[What to do]: Copy every line of the records below where the word "rough" occurs.

[Recorded data]:

════════════════

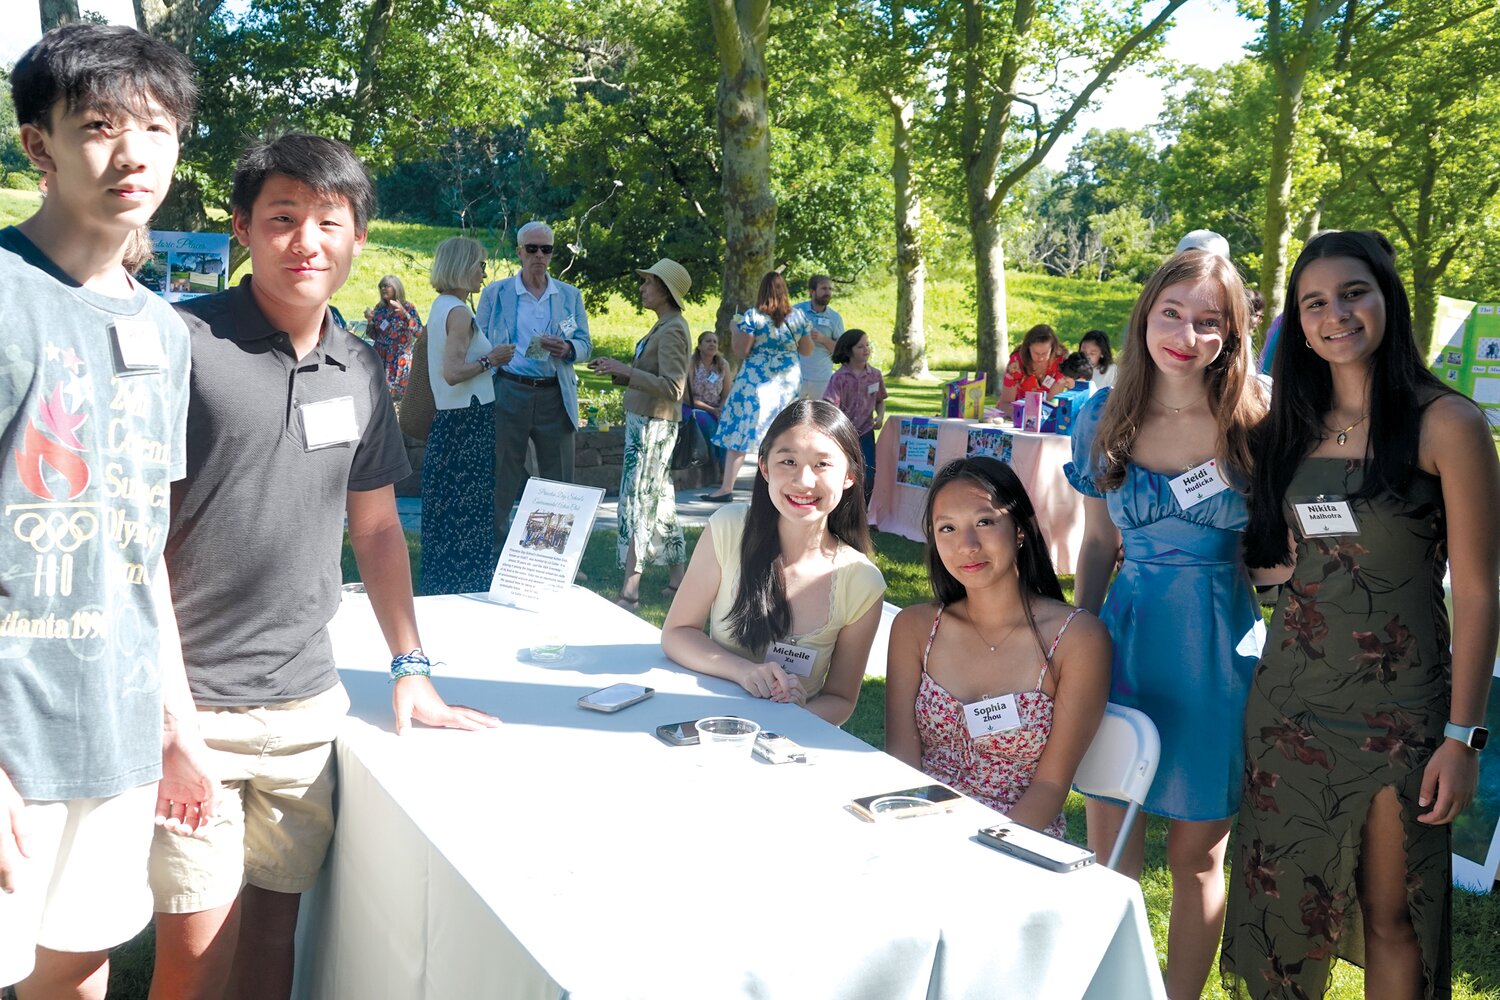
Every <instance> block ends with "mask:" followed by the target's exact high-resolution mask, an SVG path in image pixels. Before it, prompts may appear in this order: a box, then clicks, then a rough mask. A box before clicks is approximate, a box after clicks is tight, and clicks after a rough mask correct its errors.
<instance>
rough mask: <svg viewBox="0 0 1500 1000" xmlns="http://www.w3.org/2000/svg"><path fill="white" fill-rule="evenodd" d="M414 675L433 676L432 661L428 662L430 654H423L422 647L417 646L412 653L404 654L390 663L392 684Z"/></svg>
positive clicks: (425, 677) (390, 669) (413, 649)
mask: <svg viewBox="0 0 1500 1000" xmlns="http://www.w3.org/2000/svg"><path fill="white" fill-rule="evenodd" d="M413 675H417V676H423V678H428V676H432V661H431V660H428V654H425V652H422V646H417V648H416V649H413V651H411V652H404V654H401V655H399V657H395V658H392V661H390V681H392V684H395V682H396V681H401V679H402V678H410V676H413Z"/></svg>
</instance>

════════════════

[Exercise solution]:
Every <instance> block ends with "mask:" followed by the target's exact high-resolution mask, an SVG path in image pixels. Before it, prompts may appear in this order: a box, then clicks, then a rough mask. A box before clicks is approximate, a box after clicks is tight, and clicks after a rough mask correct its errors.
rough mask: <svg viewBox="0 0 1500 1000" xmlns="http://www.w3.org/2000/svg"><path fill="white" fill-rule="evenodd" d="M414 675L433 676L432 661L428 662L430 654H423L422 647L417 646L412 653L404 654L390 663L392 684Z"/></svg>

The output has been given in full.